* GIVEN TEXT

____________________

Young Australians Come Home with Olympic Medals and a 

Higher International Ranking


The Australian student team excelled at the International Mathematical Olympiad (IMO) held this 

year in Astana, Kazakhstan, where 96 countries competed from 2 to 14 July.  For the first time,

Australia scored higher than major countries such as Iran, Romania and Bulgaria, each of which

had been the top-ranked country at IMO at some time since 1996.  The team won a Gold Medal, 3

Silver Medals and a Bronze Medal and improved its ranking from last year’s 23rd to 15th overall.


Aaron Chong of Doncaster Secondary College in Melbourne won the Gold Medal, having achieved

Silver last year. His overall placing was 18th out of the field of 517 contestants.  Sampson Wong

and Stacey Law, both of James Ruse Agricultural High School in Sydney, who each won Silver,

had achieved Gold and Bronze respectively in 2009.  Kiho Park, of Mount Waverley Secondary

College in Melbourne also won a Silver Medal. Sydney Grammar student, Timothy Large, who was

the youngest team member, won a Bronze Medal.  David Vasak, also from Sydney Grammar, was

given an Honourable Mention.


For the first time in many years Australia also defeated Taiwan, and they defeated Great Britain,

which had defeated Australia just a week before in the annual Mathematics Ashes, a traditional

contest undertaken during pre-IMO training.


The UNESCO-sanctioned IMO is the pinnacle of competition between students of pre-University

level from around the world and the premier international competition in mathematics for secondary

school students globally.  It first began in 1959 and is the oldest and largest of the Olympiads.

____________________

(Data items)

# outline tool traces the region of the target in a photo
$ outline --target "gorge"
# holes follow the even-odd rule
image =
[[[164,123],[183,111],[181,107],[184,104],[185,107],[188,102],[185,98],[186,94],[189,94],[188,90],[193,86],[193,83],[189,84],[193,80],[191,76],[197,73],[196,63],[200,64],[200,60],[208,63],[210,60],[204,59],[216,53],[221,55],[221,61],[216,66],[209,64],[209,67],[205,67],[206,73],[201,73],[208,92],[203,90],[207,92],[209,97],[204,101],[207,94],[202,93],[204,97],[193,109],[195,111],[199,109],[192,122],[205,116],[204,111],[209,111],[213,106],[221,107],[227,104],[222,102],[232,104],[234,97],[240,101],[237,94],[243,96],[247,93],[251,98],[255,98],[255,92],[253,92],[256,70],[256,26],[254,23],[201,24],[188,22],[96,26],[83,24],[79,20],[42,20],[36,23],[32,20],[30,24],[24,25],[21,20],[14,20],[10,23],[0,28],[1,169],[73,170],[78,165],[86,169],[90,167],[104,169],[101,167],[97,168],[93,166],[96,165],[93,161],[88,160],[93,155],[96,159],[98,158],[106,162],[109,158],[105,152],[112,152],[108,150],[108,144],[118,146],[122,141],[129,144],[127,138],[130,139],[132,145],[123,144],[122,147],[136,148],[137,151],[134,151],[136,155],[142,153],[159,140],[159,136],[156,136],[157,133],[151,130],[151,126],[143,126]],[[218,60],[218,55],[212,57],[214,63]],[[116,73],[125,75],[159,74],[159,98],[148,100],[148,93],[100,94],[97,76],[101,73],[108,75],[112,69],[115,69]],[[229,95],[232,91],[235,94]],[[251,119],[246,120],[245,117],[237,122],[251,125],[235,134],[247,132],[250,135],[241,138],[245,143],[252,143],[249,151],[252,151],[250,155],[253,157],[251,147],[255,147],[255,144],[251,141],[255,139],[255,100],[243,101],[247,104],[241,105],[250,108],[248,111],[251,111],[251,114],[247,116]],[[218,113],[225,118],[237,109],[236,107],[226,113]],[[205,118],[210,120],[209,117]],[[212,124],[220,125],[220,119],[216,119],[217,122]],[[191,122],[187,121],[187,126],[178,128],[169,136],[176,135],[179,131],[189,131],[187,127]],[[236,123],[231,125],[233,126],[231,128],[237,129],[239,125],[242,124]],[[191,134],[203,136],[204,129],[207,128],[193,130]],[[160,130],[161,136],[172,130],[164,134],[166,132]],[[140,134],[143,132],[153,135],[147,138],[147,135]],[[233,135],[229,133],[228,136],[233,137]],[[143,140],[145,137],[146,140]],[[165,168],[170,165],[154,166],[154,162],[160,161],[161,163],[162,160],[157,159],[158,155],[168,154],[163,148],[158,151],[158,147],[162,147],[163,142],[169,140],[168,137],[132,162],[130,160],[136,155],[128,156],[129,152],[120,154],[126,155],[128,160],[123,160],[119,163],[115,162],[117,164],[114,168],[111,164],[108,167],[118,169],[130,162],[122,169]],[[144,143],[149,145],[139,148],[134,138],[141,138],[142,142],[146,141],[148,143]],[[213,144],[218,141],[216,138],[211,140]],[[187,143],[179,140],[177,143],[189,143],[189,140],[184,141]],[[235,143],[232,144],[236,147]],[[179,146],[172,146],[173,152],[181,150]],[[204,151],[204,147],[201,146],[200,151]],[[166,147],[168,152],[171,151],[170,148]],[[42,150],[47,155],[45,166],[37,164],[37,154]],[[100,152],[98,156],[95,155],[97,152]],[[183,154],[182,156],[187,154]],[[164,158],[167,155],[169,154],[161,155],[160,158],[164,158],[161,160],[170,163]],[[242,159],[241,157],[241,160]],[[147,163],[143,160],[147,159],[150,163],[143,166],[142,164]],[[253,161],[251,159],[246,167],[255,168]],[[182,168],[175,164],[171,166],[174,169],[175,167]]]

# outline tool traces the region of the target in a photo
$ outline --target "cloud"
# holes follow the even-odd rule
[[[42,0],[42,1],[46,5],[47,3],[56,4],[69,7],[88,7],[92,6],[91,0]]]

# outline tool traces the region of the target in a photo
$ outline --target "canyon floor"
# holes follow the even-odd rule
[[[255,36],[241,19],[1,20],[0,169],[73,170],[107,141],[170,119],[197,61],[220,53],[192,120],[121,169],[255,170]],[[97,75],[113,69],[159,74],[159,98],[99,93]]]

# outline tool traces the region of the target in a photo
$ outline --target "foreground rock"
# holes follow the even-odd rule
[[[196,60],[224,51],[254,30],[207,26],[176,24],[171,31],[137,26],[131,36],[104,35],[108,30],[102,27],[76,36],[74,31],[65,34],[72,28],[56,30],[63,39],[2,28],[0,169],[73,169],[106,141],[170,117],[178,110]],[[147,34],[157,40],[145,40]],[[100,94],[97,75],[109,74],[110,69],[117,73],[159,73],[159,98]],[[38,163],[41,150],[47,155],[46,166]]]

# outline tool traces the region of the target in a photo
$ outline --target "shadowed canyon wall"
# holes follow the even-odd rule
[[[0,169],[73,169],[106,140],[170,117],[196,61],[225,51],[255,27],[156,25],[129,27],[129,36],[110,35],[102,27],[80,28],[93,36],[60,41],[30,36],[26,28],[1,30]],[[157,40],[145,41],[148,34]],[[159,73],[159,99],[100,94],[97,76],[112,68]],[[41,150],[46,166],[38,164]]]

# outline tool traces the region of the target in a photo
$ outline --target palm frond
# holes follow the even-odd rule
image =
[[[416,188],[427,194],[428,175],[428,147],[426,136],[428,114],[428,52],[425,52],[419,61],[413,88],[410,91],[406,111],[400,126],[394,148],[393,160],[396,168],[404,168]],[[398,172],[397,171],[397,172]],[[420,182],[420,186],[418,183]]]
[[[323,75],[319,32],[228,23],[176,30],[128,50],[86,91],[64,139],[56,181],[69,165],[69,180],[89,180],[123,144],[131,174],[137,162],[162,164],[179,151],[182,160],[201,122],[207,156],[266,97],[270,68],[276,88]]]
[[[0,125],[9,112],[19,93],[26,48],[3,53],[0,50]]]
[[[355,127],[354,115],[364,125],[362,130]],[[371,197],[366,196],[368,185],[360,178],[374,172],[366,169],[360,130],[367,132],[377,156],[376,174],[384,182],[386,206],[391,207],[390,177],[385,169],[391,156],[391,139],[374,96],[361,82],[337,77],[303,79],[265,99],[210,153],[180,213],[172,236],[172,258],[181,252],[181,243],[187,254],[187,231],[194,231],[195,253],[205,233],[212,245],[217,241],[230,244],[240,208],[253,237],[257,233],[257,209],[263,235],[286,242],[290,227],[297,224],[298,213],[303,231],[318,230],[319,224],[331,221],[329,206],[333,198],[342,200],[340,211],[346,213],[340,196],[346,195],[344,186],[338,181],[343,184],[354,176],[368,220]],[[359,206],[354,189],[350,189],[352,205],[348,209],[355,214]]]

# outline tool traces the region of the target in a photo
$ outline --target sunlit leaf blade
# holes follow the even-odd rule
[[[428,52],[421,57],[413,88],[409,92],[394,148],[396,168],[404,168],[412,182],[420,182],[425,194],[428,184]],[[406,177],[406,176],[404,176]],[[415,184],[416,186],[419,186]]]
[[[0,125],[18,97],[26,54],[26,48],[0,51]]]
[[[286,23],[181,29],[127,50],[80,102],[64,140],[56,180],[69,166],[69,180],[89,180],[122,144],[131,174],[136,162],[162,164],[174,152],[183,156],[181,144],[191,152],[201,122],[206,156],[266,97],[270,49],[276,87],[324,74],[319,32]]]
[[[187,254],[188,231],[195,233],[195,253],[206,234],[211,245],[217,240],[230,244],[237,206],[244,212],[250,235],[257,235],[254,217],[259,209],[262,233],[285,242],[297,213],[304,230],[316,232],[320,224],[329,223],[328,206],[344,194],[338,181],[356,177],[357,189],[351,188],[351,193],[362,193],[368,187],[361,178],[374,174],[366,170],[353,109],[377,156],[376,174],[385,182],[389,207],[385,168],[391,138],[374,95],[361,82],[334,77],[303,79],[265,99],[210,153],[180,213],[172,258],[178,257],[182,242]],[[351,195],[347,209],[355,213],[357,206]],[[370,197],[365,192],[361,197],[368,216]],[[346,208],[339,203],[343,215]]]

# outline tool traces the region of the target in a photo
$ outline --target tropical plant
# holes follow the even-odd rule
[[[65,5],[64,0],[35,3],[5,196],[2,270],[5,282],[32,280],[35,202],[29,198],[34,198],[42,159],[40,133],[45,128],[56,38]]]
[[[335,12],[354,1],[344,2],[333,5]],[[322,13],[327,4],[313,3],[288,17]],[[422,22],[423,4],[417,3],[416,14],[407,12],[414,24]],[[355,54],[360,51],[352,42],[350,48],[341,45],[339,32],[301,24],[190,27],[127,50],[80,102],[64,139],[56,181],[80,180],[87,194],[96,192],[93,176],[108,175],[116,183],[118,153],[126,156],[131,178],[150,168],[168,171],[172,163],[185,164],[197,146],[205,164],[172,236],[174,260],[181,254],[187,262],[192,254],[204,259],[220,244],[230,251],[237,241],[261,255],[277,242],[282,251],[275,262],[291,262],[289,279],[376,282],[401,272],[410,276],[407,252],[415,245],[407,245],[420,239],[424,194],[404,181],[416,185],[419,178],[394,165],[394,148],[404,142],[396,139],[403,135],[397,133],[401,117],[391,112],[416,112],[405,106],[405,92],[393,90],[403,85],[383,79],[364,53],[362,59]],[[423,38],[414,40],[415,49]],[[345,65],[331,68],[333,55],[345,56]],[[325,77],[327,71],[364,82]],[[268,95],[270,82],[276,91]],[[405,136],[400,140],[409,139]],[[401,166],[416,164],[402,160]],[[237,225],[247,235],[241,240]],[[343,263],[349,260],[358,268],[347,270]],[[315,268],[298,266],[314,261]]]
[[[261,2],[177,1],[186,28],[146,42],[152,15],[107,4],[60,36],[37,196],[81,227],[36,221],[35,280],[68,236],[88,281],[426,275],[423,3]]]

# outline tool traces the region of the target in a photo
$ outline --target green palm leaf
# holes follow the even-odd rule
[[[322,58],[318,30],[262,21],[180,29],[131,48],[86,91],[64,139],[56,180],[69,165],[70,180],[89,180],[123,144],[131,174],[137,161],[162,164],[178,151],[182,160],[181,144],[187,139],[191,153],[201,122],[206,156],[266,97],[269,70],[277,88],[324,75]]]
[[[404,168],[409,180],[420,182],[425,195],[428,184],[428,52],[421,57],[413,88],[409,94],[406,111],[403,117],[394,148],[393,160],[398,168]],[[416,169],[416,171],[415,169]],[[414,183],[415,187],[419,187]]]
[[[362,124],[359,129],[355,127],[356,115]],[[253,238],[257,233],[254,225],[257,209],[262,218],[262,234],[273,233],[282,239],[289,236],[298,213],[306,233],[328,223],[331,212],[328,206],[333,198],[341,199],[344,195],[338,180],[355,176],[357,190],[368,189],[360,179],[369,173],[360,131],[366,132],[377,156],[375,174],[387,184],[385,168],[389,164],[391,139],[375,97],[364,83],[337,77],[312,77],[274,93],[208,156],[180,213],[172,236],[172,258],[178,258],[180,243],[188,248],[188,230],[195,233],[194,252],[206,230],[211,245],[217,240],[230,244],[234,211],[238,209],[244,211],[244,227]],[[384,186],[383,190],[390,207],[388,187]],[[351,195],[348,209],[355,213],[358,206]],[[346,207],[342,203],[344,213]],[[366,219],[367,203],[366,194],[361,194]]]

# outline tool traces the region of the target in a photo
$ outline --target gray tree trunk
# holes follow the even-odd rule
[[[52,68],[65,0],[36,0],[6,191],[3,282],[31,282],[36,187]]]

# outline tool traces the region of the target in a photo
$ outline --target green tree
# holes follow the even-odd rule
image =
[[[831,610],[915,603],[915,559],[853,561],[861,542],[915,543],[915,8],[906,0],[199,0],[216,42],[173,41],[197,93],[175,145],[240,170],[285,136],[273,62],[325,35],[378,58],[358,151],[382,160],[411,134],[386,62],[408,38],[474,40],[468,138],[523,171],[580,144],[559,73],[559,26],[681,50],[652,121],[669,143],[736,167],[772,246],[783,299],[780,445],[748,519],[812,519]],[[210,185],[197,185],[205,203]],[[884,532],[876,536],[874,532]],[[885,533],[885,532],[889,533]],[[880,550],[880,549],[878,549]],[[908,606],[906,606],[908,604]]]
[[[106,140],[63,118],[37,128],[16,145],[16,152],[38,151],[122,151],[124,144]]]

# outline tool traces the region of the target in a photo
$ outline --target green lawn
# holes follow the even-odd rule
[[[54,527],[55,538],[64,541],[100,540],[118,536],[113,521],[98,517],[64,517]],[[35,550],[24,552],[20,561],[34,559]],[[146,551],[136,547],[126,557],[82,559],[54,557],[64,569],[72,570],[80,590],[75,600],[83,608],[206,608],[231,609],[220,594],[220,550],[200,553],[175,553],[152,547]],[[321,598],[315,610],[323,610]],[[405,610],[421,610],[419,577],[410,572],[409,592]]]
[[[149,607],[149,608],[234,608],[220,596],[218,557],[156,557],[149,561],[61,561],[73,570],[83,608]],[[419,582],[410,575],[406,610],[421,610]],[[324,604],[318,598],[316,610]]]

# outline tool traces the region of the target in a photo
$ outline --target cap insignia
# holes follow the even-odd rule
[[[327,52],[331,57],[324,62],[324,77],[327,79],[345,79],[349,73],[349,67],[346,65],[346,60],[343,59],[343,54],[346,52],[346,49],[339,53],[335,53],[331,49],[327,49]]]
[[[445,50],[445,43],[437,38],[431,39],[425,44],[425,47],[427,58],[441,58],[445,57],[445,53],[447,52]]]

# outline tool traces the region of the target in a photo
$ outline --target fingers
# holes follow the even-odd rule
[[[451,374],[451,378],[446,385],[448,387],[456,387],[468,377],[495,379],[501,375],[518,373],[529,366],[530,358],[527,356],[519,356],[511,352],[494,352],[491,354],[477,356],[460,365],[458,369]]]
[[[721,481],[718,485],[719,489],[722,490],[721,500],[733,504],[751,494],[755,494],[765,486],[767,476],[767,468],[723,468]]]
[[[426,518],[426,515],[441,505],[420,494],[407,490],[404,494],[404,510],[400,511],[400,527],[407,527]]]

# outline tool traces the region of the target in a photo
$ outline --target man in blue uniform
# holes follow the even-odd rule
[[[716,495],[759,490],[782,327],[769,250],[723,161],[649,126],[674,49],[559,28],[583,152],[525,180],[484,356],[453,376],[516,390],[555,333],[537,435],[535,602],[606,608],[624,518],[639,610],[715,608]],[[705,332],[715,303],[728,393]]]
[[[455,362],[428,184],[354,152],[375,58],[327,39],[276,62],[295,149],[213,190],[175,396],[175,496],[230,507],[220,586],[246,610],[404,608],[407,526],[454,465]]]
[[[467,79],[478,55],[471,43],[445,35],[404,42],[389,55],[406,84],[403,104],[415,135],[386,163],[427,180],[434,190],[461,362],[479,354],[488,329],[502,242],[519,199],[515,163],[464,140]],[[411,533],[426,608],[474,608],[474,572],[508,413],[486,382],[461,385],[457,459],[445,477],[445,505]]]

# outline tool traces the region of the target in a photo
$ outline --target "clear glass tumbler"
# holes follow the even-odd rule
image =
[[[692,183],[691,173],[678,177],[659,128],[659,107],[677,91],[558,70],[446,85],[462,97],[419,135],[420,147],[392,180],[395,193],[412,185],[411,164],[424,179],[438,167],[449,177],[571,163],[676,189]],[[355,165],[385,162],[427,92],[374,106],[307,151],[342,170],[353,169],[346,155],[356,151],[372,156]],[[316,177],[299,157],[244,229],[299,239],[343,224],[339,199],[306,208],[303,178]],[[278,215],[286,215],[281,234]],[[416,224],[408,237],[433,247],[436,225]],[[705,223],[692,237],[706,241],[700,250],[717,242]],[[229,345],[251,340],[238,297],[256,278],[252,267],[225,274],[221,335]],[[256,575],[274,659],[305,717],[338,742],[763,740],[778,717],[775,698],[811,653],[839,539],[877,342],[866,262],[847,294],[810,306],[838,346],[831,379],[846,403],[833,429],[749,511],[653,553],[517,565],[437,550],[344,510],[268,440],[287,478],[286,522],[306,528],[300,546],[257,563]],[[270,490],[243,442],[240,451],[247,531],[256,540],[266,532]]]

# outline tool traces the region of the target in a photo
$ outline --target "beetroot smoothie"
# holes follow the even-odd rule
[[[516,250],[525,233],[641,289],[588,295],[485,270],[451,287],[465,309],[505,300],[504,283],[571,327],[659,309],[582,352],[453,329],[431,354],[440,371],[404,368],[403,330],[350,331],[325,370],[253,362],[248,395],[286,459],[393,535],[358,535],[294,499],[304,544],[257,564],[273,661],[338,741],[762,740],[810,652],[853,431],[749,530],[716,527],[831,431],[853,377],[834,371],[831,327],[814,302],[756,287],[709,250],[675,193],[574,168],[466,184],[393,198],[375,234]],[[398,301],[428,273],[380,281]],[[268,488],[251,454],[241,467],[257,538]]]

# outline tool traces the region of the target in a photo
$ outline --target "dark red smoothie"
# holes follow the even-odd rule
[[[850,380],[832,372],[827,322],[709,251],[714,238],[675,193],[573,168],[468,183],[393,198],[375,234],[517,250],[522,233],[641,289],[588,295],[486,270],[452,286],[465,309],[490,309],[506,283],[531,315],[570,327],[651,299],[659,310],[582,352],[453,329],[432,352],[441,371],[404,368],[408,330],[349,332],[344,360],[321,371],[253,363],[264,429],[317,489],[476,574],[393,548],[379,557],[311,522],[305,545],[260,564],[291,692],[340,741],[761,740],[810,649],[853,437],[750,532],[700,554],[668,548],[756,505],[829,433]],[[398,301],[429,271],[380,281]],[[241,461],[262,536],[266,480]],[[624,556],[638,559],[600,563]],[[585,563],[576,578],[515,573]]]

____________________

* INSTRUCTION 1
According to the article on Australia's Olympiad team, what overall ranking did the team reach this year?
* INSTRUCTION 2
Extend the article on Australia's Olympiad results by writing what comes after its last sentence.

* RESULT 1
15th overall, up from 23rd the year before.

* RESULT 2
Australia has entered for the past 29 years. 

 

Professor Peter Taylor, Executive Director of the not-for-profit Australian Mathematics Trust, which

is responsible for all aspects of Australia’s participation in the Olympiad program, said "Although

those who make the Olympiad teams are exceptionally talented, the IMO is the apex of a larger

program run by the Trust, in which hundreds of thousands of students participate and benefit from

annually.  It begins with the iconic Australian Mathematics Competition and continues through the

Mathematics Challenge for Young Australians and its enrichment stage”.


Professor Taylor acknowledged the extensive infrastructure of volunteer professionals who support

the work of the Trust and generously pass on their knowledge to the next generations.  He

particularly mentioned that IMO Team Leader and Director of Training, Dr Angelo Di Pasquale,

himself a former IMO medallist, plays a pivotal role in the success of the teams, but in turn gave

credit to the team for their harmony, years of hard work, and application.


The Department of Innovation, Industry, Science and Research provides sponsorship, which

widens access to the program to tens of thousands of students.  The Australian Association of

Mathematics Teachers and the Australian Mathematical Society also provide support.


For more information visit www.amt.edu.au or for photos and interviews, please contact:.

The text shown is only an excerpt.